Instructions for the task. Could you reproduce, word for word, the records below from the line containing "Expected: a marker on each instance of the dormer, one" through the end of the records?

◆ ◆ ◆ ◆

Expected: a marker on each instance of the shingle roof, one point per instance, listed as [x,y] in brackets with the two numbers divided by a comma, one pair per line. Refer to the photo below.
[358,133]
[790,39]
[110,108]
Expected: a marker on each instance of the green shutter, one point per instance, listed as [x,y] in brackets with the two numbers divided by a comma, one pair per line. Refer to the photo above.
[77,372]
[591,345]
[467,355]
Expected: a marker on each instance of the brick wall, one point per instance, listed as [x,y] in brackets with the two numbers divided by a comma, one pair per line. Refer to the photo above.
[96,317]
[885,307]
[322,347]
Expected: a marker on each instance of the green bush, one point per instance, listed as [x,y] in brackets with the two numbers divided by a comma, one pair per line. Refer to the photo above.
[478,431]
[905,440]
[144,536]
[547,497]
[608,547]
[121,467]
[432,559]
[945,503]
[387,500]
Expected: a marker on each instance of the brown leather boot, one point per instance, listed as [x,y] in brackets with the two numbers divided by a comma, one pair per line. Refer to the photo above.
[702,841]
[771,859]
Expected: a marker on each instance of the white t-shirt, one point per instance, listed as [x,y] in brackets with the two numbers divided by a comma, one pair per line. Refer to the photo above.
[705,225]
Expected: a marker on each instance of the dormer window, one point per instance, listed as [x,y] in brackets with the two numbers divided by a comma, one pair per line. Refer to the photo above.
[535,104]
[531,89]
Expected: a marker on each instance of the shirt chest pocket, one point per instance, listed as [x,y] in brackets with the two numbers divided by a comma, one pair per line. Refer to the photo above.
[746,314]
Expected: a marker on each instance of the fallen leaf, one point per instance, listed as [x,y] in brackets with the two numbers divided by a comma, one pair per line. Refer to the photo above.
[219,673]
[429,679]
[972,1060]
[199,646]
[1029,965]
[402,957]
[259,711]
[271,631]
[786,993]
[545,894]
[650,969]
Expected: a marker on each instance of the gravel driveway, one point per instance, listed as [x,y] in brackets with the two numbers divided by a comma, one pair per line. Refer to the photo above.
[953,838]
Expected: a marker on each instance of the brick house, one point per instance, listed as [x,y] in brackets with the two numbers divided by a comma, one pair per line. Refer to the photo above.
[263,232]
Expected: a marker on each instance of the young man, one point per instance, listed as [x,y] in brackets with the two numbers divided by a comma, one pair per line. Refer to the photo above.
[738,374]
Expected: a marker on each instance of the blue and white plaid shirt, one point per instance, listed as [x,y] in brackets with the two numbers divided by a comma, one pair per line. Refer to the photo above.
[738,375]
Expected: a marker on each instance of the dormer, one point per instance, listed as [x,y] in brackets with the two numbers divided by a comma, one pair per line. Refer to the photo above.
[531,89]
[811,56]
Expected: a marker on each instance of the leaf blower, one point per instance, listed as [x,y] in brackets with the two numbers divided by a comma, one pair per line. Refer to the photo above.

◆ ◆ ◆ ◆

Solution for this problem.
Expected: a marker on each instance of the dormer, one point per instance, listed as [x,y] in brackets with the two numbers divided by a comma, one pair per line. Refer to the photo above.
[531,89]
[811,56]
Expected: a marker on each instance of the leaf blower, one point per instance, listed as [x,y] in brackets with the two numbers divided by a comma, one pair per line. Refer to the photo above.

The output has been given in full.